Excerpts from point annotation data
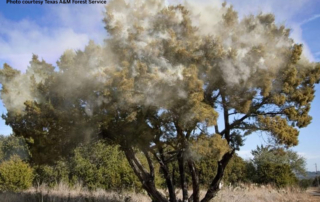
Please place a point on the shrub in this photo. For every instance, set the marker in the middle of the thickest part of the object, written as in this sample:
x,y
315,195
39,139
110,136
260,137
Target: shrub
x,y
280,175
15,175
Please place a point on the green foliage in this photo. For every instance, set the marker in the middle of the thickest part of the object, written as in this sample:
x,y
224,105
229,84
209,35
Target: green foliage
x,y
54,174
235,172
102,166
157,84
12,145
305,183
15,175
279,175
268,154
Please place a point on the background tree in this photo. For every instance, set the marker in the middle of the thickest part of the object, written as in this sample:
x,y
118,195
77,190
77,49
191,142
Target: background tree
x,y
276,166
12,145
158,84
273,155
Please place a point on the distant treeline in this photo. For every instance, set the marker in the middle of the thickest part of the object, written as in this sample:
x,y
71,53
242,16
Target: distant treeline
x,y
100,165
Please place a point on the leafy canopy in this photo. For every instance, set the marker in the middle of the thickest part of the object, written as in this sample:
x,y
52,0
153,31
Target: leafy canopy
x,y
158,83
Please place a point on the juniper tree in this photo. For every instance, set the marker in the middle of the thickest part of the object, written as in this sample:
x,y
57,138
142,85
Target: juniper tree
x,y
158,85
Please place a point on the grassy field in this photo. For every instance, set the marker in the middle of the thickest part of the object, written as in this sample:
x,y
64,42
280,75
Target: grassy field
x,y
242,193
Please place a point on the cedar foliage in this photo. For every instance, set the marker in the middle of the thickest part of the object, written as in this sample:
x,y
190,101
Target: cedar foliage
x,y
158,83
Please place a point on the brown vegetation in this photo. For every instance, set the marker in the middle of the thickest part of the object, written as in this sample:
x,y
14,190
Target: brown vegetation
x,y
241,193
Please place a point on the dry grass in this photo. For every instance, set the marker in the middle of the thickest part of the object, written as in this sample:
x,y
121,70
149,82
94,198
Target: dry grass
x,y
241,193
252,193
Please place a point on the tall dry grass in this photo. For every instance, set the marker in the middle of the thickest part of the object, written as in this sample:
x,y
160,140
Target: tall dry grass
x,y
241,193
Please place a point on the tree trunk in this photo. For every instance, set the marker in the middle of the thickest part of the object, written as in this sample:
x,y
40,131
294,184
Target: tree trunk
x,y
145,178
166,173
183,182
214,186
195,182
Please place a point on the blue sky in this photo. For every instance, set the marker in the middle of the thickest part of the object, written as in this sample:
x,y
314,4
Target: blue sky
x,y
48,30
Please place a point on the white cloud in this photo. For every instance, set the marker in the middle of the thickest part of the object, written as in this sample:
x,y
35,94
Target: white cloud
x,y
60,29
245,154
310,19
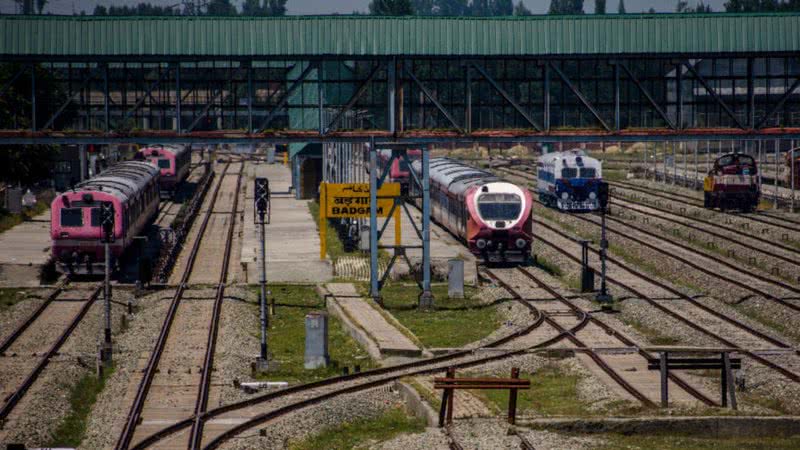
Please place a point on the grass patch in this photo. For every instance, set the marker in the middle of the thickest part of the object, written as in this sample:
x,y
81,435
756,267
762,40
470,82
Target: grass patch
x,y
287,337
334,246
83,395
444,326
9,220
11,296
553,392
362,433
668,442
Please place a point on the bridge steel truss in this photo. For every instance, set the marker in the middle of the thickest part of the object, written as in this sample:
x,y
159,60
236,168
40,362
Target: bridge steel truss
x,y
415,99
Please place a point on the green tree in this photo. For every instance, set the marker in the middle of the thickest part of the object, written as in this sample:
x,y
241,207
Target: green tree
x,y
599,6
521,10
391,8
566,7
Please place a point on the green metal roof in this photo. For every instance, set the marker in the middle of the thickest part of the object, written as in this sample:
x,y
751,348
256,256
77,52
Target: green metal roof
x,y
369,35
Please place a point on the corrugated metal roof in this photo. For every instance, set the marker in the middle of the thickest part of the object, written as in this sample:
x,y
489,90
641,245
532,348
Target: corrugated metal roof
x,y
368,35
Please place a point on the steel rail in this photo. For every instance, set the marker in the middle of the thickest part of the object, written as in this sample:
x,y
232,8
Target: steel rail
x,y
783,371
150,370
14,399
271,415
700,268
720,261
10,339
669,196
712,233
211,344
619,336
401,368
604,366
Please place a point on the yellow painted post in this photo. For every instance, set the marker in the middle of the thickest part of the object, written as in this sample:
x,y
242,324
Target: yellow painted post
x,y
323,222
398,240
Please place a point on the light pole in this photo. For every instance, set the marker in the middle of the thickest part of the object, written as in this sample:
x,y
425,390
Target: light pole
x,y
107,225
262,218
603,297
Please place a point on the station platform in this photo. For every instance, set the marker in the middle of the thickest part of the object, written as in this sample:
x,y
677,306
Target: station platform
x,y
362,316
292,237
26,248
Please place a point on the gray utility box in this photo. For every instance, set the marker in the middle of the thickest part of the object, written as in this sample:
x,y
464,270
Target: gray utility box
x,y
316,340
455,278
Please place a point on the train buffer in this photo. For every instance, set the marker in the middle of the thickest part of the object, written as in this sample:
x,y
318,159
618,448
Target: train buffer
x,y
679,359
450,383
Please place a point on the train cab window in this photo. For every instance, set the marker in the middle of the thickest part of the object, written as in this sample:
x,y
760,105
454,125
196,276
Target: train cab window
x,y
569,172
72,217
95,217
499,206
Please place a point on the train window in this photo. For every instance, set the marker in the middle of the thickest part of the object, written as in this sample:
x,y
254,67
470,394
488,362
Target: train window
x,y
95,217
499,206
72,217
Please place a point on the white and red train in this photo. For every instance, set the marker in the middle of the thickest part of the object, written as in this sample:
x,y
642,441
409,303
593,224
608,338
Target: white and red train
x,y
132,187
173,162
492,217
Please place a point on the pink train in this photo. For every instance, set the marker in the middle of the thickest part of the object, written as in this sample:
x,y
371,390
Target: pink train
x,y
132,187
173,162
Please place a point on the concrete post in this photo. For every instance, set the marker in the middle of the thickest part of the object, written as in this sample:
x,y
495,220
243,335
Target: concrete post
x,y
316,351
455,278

WORK REQUIRED: Repeat exactly, and only, the lines from the one containing "Please place a point on the station" through the end of the material.

ANSWER TO THIS PROBLEM:
Please place a point on the station platform in this photo. For every instance, set the marker in the middle of the thickest part of the object, written as in this sample:
x,y
677,306
Target: station platform
x,y
362,316
292,237
26,248
Please place a point on the gray utility box in this photo. For every instance, set the marker in the middle of the thickest part of the object, written as in this sample:
x,y
464,270
Target: gray utility box
x,y
316,340
455,278
Please place a point on the train buffer in this photo. For every instance, set the marker in the middle of the thickest part of the object, written as in this sample:
x,y
318,159
618,448
Target: train buffer
x,y
679,359
450,383
Please place a point on the train cab window in this photo. For every instance, set the marker in the middle of the thickest part of the object, written as in this sample:
x,y
760,105
454,125
196,276
Target: train cab window
x,y
569,172
72,217
95,217
499,206
Please place a point on the train window in this photo. For every instance, set the marker in the middle of the thickest part of the object, written as in this sample:
x,y
254,67
470,394
488,362
Target: train window
x,y
95,217
499,206
72,217
Please place a point on the white and red train in this photo. For every instance, set the marker in the middle of the thickest part of the object, written as in this sample:
x,y
642,441
409,303
593,224
608,338
Target: white and red train
x,y
132,187
173,162
492,217
Please place a point on the pink train in this photo. For every instance, set the marker in the middle of the thickest part of the object, written as in this sample:
x,y
371,390
Target: pink train
x,y
132,187
173,162
Please place a point on the concrete post in this photo. For every instance, set the marker in the middle of the thickest part of the object, written as in this sample:
x,y
495,220
243,335
Target: concrete post
x,y
316,351
455,278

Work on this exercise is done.